PASSAGE PROVIDED ->
The reason for looping twice here is in the comment right above the
if-statement; "Delay allocation of the dynamically-placed regions until
after all other statically-placed regions have been reserved or marked
as nomap".
If we call "__reserved_mem_alloc_size()" at this point then there is a
possibility of allocating memory from one of the statically-placed
reserved memory regions since not all of them have been marked as
reserved or nomap yet.
>> + }
>> + }
>> +
>> + for (int i = 0; i < dynamic_nodes_cnt; i++) {
>> + const char *uname;
>> +
>> + child = dynamic_nodes[i];
>> + uname = fdt_get_name(fdt, child, NULL);
>> +
>> + __reserved_mem_alloc_size(child, uname);
>> }
>> return 0;
>> }
>> diff --git a/drivers/of/of_private.h b/drivers/of/of_private.h
>> index f38397c7b582..542e37a37a24 100644
>> --- a/drivers/of/of_private.h
>> +++ b/drivers/of/of_private.h
>> @@ -36,6 +36,7 @@ struct alias_prop {
>> #endif
>>
>> #define OF_ROOT_NODE_SIZE_CELLS_DEFAULT 1
>> +#define MAX_RESERVED_REGIONS 64
>>
>> extern struct mutex of_mutex;
>> extern raw_spinlock_t devtree_lock;
>> @@ -175,7 +176,6 @@ static inline struct device_node *__of_get_dma_parent(const struct device_node *
>> }
>> #endif
>>
>> -void fdt_init_reserved_mem(void);
> I don't see why this is moved.
True, there is no need for this anymore.
Will revert it in the next revision.
>> [...]
>>
>> @@ -328,30 +325,25 @@ void __init fdt_init_reserved_mem(void)
>> if (prop)
>> rmem->phandle = of_read_number(prop, len/4);
>>
>> - if (rmem->size == 0)
>> - err = __reserved_mem_alloc_size(node, rmem->name,
>> - &rmem->base, &rmem->size);
>> - if (err == 0) {
>> - err = __reserved_mem_init_node(rmem);
>> - if (err != 0 && err != -ENOENT) {
>> - pr_info("node %s compatible matching fail\n",
>> - rmem->name);
>> - if (nomap)
>> - memblock_clear_nomap(rmem->base, rmem->size);
>> - else
>> - memblock_phys_free(rmem->base,
>> - rmem->size);
>> - } else {
>> - phys_addr_t end = rmem->base + rmem->size - 1;
>> - bool reusable =
>> - (of_get_flat_dt_prop(node, "reusable", NULL)) != NULL;
>> -
>> - pr_info("%pa..%pa (%lu KiB) %s %s %s\n",
>> - &rmem->base, &end, (unsigned long)(rmem->size / SZ_1K),
>> - nomap ? "nomap" : "map",
>> - reusable ? "reusable" : "non-reusable",
>> - rmem->name ? rmem->name : "unknown");
>> - }
>> + err = __reserved_mem_init_node(rmem);
>> + if (err != 0 && err != -ENOENT) {
>> + pr_info("node %s compatible matching fail\n",
>> + rmem->name);
> Can be 1 line now.

AIM OF THE TASK -> Continue the reserved-memory patch review above, starting right after its last line.

INFORMATION SUPPLIED ->
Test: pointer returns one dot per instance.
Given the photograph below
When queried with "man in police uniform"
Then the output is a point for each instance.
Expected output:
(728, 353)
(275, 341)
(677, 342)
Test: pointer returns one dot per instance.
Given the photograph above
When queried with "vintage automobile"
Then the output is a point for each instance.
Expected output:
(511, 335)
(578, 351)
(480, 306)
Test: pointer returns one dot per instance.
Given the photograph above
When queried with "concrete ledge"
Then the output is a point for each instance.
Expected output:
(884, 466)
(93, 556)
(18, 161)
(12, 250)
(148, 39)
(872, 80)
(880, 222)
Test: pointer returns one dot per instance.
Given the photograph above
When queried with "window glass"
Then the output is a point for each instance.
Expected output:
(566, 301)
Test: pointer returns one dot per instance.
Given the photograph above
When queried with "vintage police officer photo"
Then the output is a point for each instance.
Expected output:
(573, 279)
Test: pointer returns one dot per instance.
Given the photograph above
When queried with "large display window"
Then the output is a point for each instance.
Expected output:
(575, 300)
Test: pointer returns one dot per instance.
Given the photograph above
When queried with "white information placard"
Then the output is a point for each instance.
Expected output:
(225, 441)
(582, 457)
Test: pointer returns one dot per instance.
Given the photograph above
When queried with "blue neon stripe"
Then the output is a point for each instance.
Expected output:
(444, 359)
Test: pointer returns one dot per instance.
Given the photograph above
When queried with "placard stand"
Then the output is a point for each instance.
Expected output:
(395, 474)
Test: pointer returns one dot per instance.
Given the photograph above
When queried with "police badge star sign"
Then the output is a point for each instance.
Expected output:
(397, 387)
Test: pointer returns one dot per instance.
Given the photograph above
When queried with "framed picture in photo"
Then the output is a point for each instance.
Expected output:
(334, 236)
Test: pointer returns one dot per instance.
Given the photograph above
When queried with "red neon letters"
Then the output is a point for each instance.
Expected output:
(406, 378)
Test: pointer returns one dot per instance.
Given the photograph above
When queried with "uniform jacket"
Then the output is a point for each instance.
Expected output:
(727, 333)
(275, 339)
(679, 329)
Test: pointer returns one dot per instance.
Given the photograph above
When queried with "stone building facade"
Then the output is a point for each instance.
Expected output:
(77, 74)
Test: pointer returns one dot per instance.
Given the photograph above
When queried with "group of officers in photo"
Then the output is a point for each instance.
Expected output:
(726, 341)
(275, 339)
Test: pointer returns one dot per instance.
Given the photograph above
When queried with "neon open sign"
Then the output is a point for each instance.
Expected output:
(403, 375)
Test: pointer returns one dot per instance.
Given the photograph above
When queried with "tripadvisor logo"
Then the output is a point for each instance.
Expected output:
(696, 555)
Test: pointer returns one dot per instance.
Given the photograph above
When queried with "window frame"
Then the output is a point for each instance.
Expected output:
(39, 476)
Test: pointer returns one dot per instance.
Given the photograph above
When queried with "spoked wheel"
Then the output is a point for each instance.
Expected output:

THE RESULT ->
ack.
>> + if (nomap)
>> + memblock_clear_nomap(rmem->base, rmem->size);
>> + else
>> + memblock_phys_free(rmem->base,
>> + rmem->size);
> Can be 1 line now.
ack.
>> + } else {
>> + phys_addr_t end = rmem->base + rmem->size - 1;
>> + bool reusable =
>> + (of_get_flat_dt_prop(node, "reusable", NULL)) != NULL;
>> +
>> + pr_info("%pa..%pa (%lu KiB) %s %s %s\n",
>> + &rmem->base, &end, (unsigned long)(rmem->size / SZ_1K),
>> + nomap ? "nomap" : "map",
>> + reusable ? "reusable" : "non-reusable",
>> + rmem->name ? rmem->name : "unknown");
>> }
>> }
>> }
>> diff --git a/include/linux/of_fdt.h b/include/linux/of_fdt.h
>> index d69ad5bb1eb1..7b2a5d93d719 100644
>> --- a/include/linux/of_fdt.h
>> +++ b/include/linux/of_fdt.h
>> @@ -73,6 +73,7 @@ extern int early_init_dt_scan_root(void);
>> extern bool early_init_dt_scan(void *params);
>> extern bool early_init_dt_verify(void *params);
>> extern void early_init_dt_scan_nodes(void);
>> +extern void fdt_scan_reserved_mem_reg_nodes(void);
> This is internal to drivers/of/, so it goes in of_private.h
ack.
>>
>> extern const char *of_flat_dt_get_machine_name(void);
>> extern const void *of_flat_dt_match_machine(const void *default_match,
>> diff --git a/include/linux/of_reserved_mem.h b/include/linux/of_reserved_mem.h
>> index 4de2a24cadc9..2a3178920bae 100644
>> --- a/include/linux/of_reserved_mem.h
>> +++ b/include/linux/of_reserved_mem.h
>> @@ -32,12 +32,14 @@ typedef int (*reservedmem_of_init_fn)(struct reserved_mem *rmem);
>> #define RESERVEDMEM_OF_DECLARE(name, compat, init) \
>> _OF_DECLARE(reservedmem, name, compat, init, reservedmem_of_init_fn)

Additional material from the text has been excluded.